[BEGIN Supplied material]

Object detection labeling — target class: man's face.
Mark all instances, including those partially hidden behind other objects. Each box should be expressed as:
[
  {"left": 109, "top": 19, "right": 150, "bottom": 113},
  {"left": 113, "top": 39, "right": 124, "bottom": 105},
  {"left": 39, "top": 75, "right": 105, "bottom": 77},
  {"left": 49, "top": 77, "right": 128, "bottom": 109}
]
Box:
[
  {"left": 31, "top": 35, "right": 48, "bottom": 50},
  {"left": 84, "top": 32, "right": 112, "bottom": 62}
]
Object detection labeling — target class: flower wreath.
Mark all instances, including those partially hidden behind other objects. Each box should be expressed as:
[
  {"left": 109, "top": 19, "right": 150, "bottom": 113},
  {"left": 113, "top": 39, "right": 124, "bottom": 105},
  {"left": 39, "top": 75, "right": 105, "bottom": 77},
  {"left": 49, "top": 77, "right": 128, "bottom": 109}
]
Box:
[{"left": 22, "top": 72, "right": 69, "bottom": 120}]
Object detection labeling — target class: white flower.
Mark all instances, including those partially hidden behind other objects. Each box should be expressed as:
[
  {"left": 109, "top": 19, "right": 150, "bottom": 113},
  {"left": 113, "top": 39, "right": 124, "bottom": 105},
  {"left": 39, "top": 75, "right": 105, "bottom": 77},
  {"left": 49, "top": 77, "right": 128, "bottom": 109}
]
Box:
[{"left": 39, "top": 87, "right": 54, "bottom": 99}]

[END Supplied material]

_What is being asked_
Reproduce every one of the entries above word for word, with nothing changed, added, or left out.

_Full response_
Object detection labeling — target class: man's face.
Mark all instances, including those partially hidden behind other objects. Each box should be expressed as:
[
  {"left": 109, "top": 19, "right": 150, "bottom": 113},
  {"left": 113, "top": 39, "right": 124, "bottom": 105},
  {"left": 39, "top": 75, "right": 105, "bottom": 77},
  {"left": 49, "top": 77, "right": 128, "bottom": 109}
]
Box:
[
  {"left": 31, "top": 35, "right": 48, "bottom": 50},
  {"left": 84, "top": 32, "right": 112, "bottom": 62}
]
Object detection labeling — target class: flower wreath.
Mark all instances, including those partially hidden behind other objects. Each box should be expressed as:
[
  {"left": 109, "top": 19, "right": 150, "bottom": 113},
  {"left": 113, "top": 39, "right": 124, "bottom": 105},
  {"left": 39, "top": 75, "right": 105, "bottom": 77},
  {"left": 49, "top": 77, "right": 128, "bottom": 109}
]
Box:
[{"left": 22, "top": 72, "right": 69, "bottom": 120}]
Object detection labeling — target class: white flower.
Mark all instances, including those partially hidden behind other objects. Each box should be expressed as:
[
  {"left": 109, "top": 19, "right": 150, "bottom": 113},
  {"left": 113, "top": 39, "right": 124, "bottom": 105},
  {"left": 39, "top": 75, "right": 105, "bottom": 77},
  {"left": 49, "top": 77, "right": 128, "bottom": 109}
]
Box:
[{"left": 39, "top": 87, "right": 54, "bottom": 99}]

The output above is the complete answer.